Gonzo Marketing, Early Fm Craziness… And The Xm Executives On Music

 

In 1980 or so, got a call from General Electric. They were looking to do something with their "beautiful music" (muzak) FM in San Francisco, KFOG. This station had everything. A great signal, cool call letters for the Bay Area, not to mention studios overlooking the Bay at Ghirardelli Square. Kinda knew that another AOR wouldn't cut through there, so designed a concept that was, well, more sophisticated. Aimed at the "upper end" of the Rock demographics. Aimed at people who gravitated more toward The Dead, Joni Mitchell and Peter Gabriel than Styx and Foreigner. First generation FM Rock listeners who have long been abandoned by the stations like KSAN which was no longer a factor. Had to be careful that the station wasn't TOO hip, but based on what the competitors were doing, that wasn't going to be a big problem.

Flew to Connecticut and the presentation for this new concept went great, and Randy Bongarten, then head of G.E.'s radio group loved the idea and we signed it up. In fact, Randy was right in the demographic target so he completely "got it". Green light to put the idea on the air at KFOG.

Hired Dave Logan (yet another Logan in my life-) we worked together at places like The LOOP in Chicago and WLAV in Grand Rapids (A truly GREAT station in its day) and as an associate at our consulting giant Burkhart/Abrams. Beyond the basic architecture and concept of KFOG, we kind of made it up as we went along since this kind of station had never been done before. A nice freedom to have, and not unlike the creative spirit at XM. Dave incidentally was part of the early XM team.

Dataset records about where objects are located

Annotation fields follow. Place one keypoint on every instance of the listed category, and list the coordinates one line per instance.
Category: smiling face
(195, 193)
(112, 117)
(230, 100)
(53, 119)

◆ Tasks:
a) Check each of these statements against the KFOG post. For each, answer yes or no and quote the words from the post that settle it. (i) The KFOG studios looked out over the Bay at Ghirardelli Square. (ii) Randy Bongarten fell outside the age and taste group the new station aimed at. (iii) Dave Logan was not part of the early XM team.
b) Pick up the KFOG post after its final sentence and write the next part in the same voice.

◆ Expected responses:
a)
(i) Yes: "studios overlooking the Bay at Ghirardelli Square."
(ii) No: "Randy was right in the demographic target so he completely "got it"."
(iii) No: "Dave incidentally was part of the early XM team."

b)
Blessed with incredible cooperation from GE who was more interested in jet engines and toasters than a station in San Francisco, we were able to market and program this thing the way we thought it should be marketed and programmed. Didn't have much money but spent it well. First thing was to hire Rodney Dangerfield who did a brilliant TV ad using the "no respect" angle for FM listeners with "taste" who got no respect. The whole station was like. Eschewing the "agency" look for a logo went to R. Crumb the master of "Head Comix". Somehow that didn't work, but we did use David Helton, a protoge of R. Crumb who did the early WMMS Buzzard stuff whch always blew me away. I believe they're still using that logo today. I never understood why radio stations, especially music ones fail to approach the art masters who design things like great album covers instead of the often lame local agencies who usually snap together some disposable graphic identity that has the distinction of looking like VERY other station in town. Even XM can be guilty of this, though I think are logo is modern and "right" and the recent updates to it are on it...But-- If you go to a Best Buy or Circuit City, there seems to be this "Satellite Radio look" where both XM and Sirius basically have the same look and feel. Anyways, back to KFOG early 80's: The one spontaneous idea that really nails "gonzo marketing" is this:

GE sold the station. The new owners came to town. THe All Star game was coming up in two weeks and at an early meeting with the new ownership it was decided that we should do something with the game. Something quick and cheap. After going round and round, it was decided that we'd fly a banner overhead. Easy. Not expensive. Fine. However, WHAT is this banner going to say? After an hour of the lamest and most obvious slogans like "KFOG: Home of Great Music", Logan and I took a break, walked around Ghiradelli for a few minutes and rejoined the meeting and presented,”Hit this plane and win $5,000 from KFOG". The new owners were aghast. "That says nothing about Arbitron retention" said one VP. "That is simply crazy--let's test the idea first" chirped another, and "What if someone hits the plane!!..Then what?" said yet another. Holding firm we pleaded that there are two options--another stupid radio station banner or something that might actually be SO absurd, it cuts through. We wore them down and the head of the Company said "OK, we’ll do this but if someone hits the plane, it’s your ass". Fine. A risk worth taking. In fact back then we commanded big rates, so that was a month of consulting fees. Of course today, the Apache helicopters would thwart this one.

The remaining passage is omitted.